Article.
--------------------

I turned back to the plotline of The Economics of Online Gaming. I noted that RICH’s market power grew to the point that Wagner eventually co-opted somebody on the development team (not Entropy). RICH, already a monopolist in multiple in-game markets, now gained a unique, extra advantage in Eternal Lands that made it virtually unbeatable. I asked Wagner if that broke the concept of a market in half.

“Well, the short answer is, ‘Yes, absolutely,’” he replied. “It absolutely does.”

“This was such a small game and it was really one developer, so he would take people who played the game to help him develop the game, which I thought was really smart because he would get free labor that way. When you have developers who are also playing the game, there’s this temptation to add things that are special benefits just for their own team or their own players. I had this guy in my guild. He was required to leave my guild…because of the reputation that my guild had.”

“So he left and then he sent me a message and he said, ‘Hey, guess what I’m working on?’ It was basically a secret cave that had everything you needed to do to produce. Most of the time you would have to walk, like, halfway across the map, gather materials, carry it back. But this you could do all in one spot. Other developers knew that it was being created too. But what the idea was, I think, and I don’t know all the specifics, but I think the idea was a player should stumble on this secret instead of already knowing about it beforehand. Knowing about it beforehand was really what the advantage was. It was absolutely, entirely, totally unfair. There’s no other way to put it.”

“I actually think I quit the game shortly after that because I felt like I beat the game at that point. That’s the ultimate, you beat the MMO. If you get one of your players on the development team, you have beat the MMO. I don’t think there’s any other way to actually beat an MMO, but that was pretty much what I would say. It does completely destroy competition because...this was a guild that already had a structural advantage from producing. You give that structural advantage another unfair structural advantage, and then the game is basically over. I actually didn’t really use it [the secret cave] that much because the fact that it was created was enough for me to say, ‘I’ve beat the game, I’m done.’”

That’s the ultimate, you beat the MMO. If you get one of your players on the development team, you have beat the MMO.

In his book, he called that kind of activity regulatory capture. An irl example he cited was an ex-Verizon lawyer who was working at the FCC in 2017 and helped to repeal America’s network neutrality laws. In an email exchange leading up to the podcast, Wagner also cited the work of Elon Musk’s DOGE team from early in the second Trump administration as another clearcut case of regulatory capture.

“I wrote my master’s paper on network neutrality, so I should have some thoughts” on how regulatory capture undermines market integrity, Wagner continued. “Effectively, what it means is it creates an inefficiency that shouldn’t exist and then someone profits from that inefficiency. So it’s using the system to create an inefficiency, and then you place someone in that spot, and they profit from it. That’s effectively what regulatory capture is doing.”

“I kind of think of a regulator’s job as to be an impartial referee that ensures everybody’s following the rules. So what happens when one of the players for one of the teams gets to be the referee? You get a situation where they get to choose who the winner is, and they might just choose that their team wins. And that’s effectively what regulatory capture is. And that’s basically what my guild did in the game.”

--------------------

Recorded data.
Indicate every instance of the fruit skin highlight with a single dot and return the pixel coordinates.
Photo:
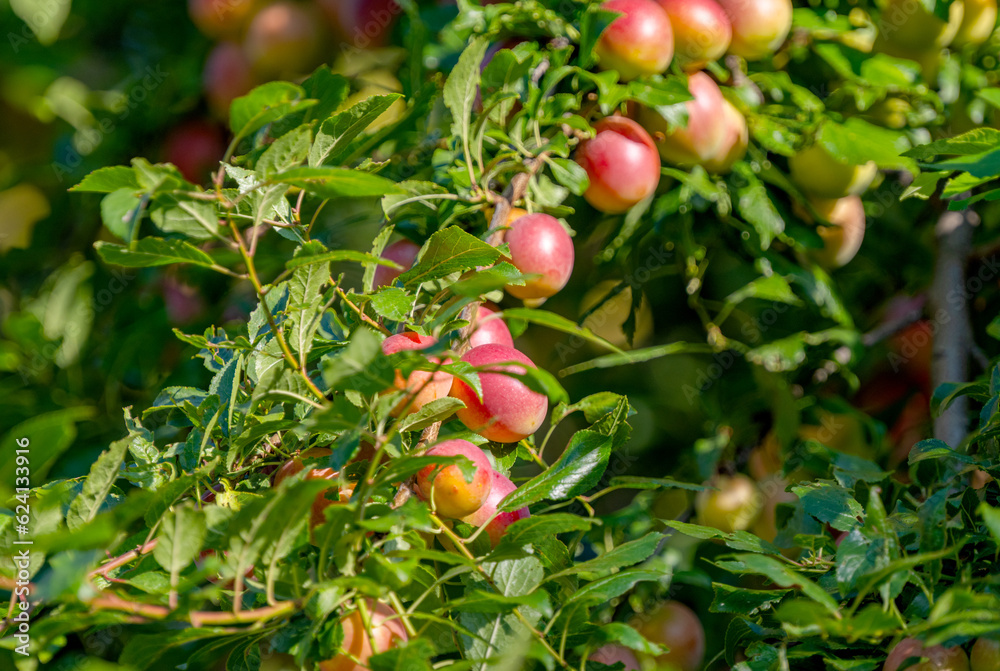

--------------------

Problem set.
1. Answer these questions from the Eternal Lands interview:
(a) What could be done all in one spot in the secret cave?
(b) What was the subject of Wagner's master's paper?
(c) Where was the ex-Verizon lawyer working in 2017?
2. Resume the Eternal Lands interview at the point where it stops.
The material has no part in any of this.

Outputs for the tasks.
1.
(a) Everything needed to produce, instead of walking halfway across the map to gather materials and carry them back.
(b) Network neutrality.
(c) The FCC.

2.
3. Still Wearing a Black Hat?

“There are people who know me and they know that I’m a very nice person and I only do this kind of thing inside a game. If you play a board game with me, you’re going to have a bad time.” - Andrew Wagner

Last but not least, let’s touch on one of the major differences between a MMORPG and an irl social economy. A video game is, obviously, just a game. Many games allow players to roleplay as villains. EVE Online, a popular space-based MMORPG that’s been around almost as long as Eternal Lands, has a huge, longstanding pirate faction. In GTA V, nearly everyone plays the antihero. There’s nothing wrong with that. Wagner was simply fulfilling this vacant role in Eternal Lands. He embraced the black hat, and loved it.

“I really felt like I was playing a character and I chose to play this character in a certain way,” he explained. “And I know a lot of people who’ve played something like Dungeons & Dragons will know very well that you have a character, and you set this character to behave in a certain way, and that’s how you decide to play the game.”

Wagner also wound up learning a lot, by osmosis, about how that economic and social system worked. Eventually, he mastered the knobs and levers of the game’s social economy…and then subverted them. His guild’s unchecked rise pissed off a lot of fellow guild leaders and many rank-and-file players. Many of them eventually quit the game as a result. The player community began disintegrating not long after he stopped playing and went to college, according to Wagner.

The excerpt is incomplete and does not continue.